---- SOURCE DATA

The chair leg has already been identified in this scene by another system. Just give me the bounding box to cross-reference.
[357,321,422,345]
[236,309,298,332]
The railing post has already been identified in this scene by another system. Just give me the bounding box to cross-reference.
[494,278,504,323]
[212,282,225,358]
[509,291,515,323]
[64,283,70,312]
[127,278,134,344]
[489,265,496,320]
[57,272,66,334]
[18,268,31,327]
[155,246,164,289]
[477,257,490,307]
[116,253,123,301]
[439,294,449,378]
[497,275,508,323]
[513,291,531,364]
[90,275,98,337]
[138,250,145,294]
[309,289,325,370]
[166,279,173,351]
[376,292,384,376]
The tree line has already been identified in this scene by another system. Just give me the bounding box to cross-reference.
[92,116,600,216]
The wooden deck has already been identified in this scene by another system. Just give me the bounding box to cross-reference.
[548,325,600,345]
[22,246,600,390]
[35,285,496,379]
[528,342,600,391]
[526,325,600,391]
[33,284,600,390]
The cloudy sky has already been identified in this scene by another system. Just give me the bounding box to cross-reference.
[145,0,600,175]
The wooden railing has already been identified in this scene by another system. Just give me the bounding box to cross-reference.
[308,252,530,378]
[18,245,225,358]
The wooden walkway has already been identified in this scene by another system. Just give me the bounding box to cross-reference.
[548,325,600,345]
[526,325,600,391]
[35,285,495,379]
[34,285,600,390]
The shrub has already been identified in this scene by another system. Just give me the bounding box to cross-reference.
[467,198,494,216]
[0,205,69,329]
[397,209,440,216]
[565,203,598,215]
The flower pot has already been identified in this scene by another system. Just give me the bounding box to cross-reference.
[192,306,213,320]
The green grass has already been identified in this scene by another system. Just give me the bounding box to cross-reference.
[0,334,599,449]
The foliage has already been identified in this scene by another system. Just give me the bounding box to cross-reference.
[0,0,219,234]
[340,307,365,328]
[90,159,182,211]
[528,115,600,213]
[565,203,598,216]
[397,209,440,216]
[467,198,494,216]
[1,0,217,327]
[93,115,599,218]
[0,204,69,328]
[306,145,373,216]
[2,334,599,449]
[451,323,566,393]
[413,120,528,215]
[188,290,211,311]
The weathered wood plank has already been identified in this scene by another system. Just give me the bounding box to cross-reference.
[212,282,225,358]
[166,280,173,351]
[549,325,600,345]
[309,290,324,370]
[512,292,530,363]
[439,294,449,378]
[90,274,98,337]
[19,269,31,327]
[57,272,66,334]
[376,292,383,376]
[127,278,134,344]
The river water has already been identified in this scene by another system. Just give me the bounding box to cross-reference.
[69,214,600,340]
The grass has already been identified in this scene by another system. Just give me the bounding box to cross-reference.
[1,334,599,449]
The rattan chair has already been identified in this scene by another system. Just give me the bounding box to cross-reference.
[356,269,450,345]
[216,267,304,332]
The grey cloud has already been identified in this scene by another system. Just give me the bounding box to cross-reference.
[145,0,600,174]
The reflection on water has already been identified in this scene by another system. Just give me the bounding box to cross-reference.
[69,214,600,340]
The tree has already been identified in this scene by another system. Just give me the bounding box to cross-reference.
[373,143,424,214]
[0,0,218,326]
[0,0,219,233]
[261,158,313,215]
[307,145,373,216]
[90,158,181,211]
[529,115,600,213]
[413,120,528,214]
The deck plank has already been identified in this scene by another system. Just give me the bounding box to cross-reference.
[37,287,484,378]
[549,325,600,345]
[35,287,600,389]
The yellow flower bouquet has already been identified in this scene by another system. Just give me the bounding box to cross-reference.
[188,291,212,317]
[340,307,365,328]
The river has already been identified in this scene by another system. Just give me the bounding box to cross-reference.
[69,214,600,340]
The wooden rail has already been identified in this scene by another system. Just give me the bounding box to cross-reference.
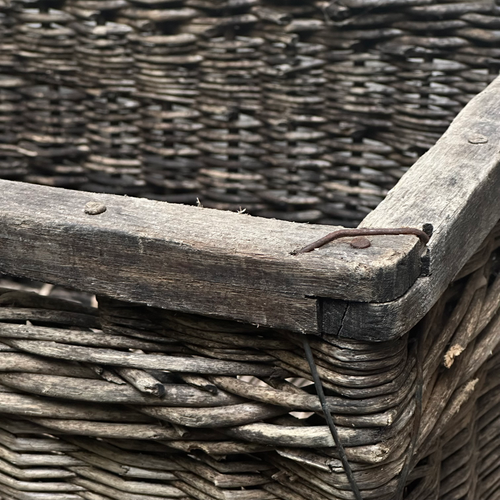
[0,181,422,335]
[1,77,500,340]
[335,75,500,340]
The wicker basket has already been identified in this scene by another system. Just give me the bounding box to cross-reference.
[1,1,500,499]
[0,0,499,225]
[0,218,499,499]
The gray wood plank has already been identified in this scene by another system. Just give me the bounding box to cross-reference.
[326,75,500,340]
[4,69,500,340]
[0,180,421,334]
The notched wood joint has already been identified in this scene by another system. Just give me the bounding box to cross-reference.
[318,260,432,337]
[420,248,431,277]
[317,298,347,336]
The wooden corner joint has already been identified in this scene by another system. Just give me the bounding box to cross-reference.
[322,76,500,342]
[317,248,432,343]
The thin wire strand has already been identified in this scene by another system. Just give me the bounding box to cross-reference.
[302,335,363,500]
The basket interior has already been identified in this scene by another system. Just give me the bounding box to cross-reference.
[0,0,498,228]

--------
---- SOURCE DATA

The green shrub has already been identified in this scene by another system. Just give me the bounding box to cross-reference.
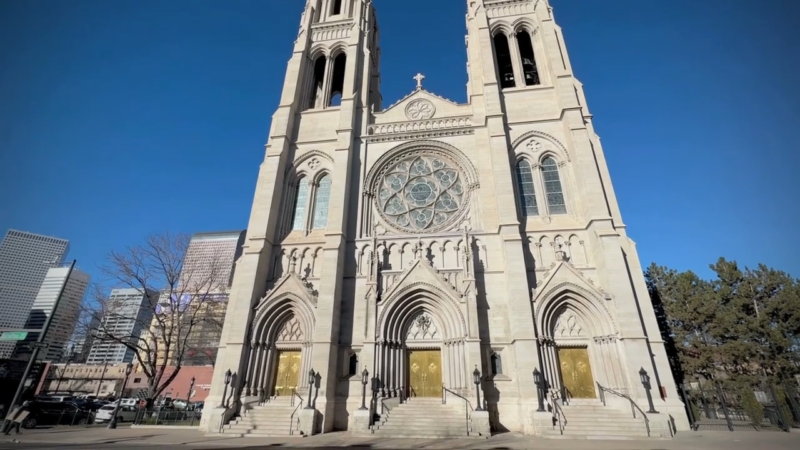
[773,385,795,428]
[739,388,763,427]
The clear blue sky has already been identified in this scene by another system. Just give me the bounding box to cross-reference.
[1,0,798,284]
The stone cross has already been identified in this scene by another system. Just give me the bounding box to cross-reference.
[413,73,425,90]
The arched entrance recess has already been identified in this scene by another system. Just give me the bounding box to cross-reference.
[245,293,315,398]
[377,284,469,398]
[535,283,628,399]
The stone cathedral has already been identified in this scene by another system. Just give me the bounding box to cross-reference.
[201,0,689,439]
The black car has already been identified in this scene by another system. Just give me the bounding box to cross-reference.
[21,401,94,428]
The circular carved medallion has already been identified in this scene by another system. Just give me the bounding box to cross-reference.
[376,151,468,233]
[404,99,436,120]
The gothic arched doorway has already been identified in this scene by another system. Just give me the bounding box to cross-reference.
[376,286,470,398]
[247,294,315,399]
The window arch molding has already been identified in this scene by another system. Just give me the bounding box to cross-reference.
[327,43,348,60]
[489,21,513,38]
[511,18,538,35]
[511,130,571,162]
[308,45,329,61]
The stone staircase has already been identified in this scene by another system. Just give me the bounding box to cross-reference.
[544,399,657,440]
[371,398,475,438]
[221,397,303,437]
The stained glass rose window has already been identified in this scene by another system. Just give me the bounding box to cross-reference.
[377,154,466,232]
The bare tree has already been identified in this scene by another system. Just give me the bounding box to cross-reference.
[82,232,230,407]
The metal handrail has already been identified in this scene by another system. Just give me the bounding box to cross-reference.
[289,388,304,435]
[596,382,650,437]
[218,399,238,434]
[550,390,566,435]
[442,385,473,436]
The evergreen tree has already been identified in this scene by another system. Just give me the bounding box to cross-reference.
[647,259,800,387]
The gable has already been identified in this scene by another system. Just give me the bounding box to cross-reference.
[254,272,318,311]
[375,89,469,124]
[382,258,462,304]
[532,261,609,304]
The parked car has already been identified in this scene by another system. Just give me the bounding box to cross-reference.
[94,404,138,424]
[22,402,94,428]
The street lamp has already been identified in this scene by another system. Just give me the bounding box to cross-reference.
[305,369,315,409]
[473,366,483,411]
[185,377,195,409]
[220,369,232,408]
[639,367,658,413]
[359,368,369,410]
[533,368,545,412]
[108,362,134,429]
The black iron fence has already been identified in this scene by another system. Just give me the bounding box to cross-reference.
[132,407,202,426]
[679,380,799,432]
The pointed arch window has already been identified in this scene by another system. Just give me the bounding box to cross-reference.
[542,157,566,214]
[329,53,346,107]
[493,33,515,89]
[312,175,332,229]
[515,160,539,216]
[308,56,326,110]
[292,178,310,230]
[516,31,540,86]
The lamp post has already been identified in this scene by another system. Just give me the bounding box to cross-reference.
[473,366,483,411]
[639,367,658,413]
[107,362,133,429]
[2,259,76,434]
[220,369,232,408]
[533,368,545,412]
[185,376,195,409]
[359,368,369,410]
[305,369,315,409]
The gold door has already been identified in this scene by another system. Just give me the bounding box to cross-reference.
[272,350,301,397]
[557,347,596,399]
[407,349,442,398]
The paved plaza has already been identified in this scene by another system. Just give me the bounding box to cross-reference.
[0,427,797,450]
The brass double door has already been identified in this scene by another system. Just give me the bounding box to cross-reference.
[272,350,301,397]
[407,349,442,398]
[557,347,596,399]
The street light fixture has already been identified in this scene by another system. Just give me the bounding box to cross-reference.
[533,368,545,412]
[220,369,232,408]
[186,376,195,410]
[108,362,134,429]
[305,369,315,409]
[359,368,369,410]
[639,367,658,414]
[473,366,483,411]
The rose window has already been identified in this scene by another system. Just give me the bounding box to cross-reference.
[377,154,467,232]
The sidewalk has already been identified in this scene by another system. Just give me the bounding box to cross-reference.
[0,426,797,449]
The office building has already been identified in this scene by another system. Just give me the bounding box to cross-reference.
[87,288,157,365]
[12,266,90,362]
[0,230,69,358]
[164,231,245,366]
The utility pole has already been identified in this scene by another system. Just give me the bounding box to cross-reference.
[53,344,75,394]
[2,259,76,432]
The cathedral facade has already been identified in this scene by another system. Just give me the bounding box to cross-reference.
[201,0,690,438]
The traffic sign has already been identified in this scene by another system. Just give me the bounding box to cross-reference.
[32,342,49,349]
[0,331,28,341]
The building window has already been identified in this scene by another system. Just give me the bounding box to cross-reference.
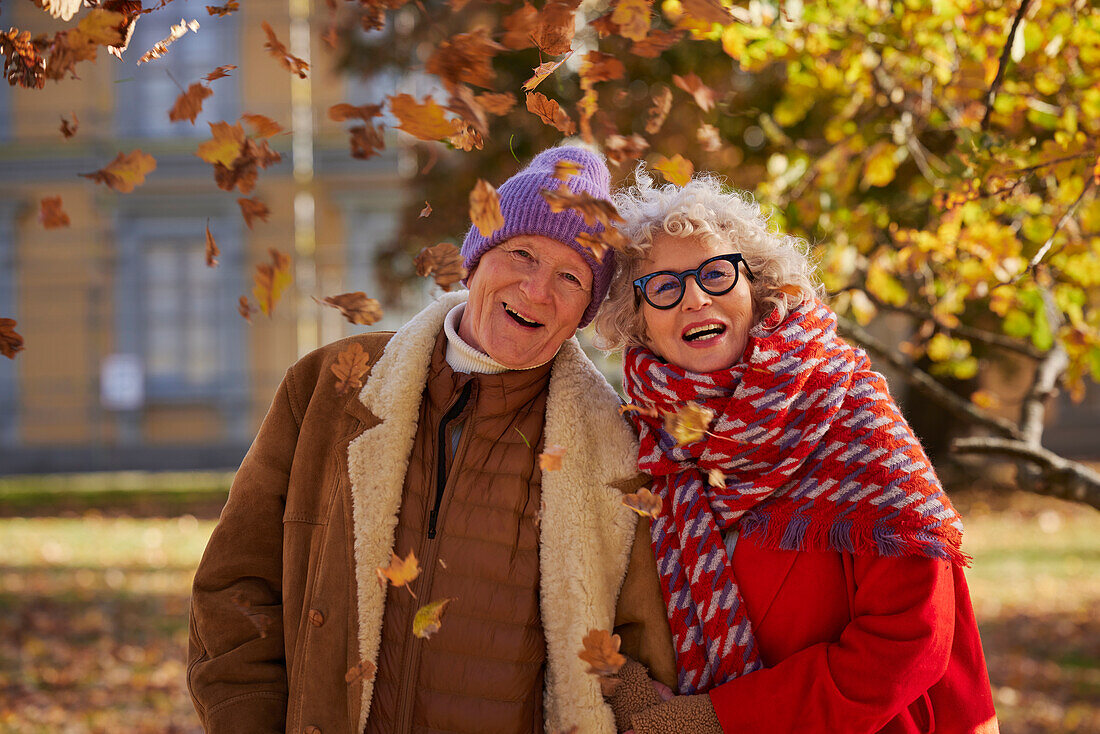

--------
---- SOURCE DATA

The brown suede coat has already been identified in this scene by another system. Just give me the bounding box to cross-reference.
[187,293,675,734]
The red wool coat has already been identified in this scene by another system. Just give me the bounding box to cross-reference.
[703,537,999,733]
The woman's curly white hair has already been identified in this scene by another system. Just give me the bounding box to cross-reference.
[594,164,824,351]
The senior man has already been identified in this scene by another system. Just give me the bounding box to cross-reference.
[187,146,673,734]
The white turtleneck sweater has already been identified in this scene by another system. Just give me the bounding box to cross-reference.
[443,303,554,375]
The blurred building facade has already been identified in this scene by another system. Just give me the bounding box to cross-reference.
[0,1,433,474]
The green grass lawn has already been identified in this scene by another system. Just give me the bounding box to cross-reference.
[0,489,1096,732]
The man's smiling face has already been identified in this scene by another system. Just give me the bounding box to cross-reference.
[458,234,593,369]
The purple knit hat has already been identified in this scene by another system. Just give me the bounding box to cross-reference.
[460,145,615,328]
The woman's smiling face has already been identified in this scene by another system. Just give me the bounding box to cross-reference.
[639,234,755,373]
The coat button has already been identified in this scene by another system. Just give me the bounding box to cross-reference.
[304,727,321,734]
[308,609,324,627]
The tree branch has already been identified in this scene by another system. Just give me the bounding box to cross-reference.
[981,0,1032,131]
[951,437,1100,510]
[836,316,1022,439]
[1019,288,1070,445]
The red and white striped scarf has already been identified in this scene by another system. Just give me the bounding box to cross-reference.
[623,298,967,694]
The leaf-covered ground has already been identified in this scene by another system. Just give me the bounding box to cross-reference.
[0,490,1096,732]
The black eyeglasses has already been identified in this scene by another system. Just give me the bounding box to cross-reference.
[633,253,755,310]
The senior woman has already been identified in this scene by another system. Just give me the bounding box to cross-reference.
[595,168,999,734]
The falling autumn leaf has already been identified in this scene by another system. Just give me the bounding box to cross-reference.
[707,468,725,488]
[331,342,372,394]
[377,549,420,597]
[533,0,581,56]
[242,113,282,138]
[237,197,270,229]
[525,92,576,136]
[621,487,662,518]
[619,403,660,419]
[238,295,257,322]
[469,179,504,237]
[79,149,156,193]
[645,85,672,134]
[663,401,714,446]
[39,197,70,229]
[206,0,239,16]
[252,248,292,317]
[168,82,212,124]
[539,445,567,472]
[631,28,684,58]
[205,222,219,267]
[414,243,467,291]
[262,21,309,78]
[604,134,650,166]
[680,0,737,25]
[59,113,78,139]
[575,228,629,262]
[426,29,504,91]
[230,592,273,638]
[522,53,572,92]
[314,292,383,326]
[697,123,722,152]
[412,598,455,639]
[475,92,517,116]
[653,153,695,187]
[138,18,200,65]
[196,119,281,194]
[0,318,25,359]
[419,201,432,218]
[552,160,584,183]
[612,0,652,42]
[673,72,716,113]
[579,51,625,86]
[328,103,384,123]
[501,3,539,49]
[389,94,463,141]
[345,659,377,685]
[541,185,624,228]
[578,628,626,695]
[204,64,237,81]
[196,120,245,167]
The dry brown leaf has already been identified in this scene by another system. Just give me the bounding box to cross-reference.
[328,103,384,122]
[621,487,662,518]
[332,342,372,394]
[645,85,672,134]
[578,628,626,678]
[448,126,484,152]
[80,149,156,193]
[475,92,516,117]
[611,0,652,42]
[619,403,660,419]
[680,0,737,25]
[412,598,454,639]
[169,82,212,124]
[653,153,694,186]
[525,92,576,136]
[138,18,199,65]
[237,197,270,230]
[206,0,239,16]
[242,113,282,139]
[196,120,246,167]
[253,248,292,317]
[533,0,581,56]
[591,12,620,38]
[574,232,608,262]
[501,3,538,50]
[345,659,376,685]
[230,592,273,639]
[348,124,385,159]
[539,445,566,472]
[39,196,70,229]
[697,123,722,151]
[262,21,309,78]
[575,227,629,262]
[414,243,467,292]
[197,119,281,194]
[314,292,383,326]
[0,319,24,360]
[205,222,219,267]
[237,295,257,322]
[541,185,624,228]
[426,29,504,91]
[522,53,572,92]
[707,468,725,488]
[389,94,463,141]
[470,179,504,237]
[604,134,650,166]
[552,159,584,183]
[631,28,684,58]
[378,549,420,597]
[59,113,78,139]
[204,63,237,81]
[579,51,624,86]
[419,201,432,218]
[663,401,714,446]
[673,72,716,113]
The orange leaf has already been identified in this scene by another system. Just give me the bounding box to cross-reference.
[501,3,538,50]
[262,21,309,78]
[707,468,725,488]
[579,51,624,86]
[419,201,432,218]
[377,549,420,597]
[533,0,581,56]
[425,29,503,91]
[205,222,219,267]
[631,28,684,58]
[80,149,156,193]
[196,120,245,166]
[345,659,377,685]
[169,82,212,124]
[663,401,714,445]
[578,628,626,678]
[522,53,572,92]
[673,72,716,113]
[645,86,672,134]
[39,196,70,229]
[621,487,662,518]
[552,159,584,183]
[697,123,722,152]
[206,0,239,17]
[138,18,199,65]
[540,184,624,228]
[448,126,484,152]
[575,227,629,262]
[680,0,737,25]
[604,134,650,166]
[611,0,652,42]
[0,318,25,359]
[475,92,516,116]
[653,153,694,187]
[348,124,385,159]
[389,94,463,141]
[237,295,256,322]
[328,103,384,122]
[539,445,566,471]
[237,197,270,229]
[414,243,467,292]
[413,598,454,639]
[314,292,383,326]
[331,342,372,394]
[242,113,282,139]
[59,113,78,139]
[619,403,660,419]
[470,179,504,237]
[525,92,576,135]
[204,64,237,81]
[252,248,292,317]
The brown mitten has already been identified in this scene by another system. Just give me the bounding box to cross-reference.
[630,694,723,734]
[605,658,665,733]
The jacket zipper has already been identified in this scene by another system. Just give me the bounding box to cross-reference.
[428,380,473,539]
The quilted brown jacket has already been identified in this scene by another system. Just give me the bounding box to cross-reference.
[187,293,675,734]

--------

- _DIRECTIONS_: Above are some records; copy exactly the lines from the one with "The traffic sign" through the one with "The building window", both included, and no others.

- _WRITTEN SOLUTION_:
The traffic sign has already been identified in this scene by another system. Just give me the bounding box to cross-reference.
[32,342,49,349]
[0,331,28,341]
The building window has already been identified in this scene by another system. Just give me the bounding box to cross-reference.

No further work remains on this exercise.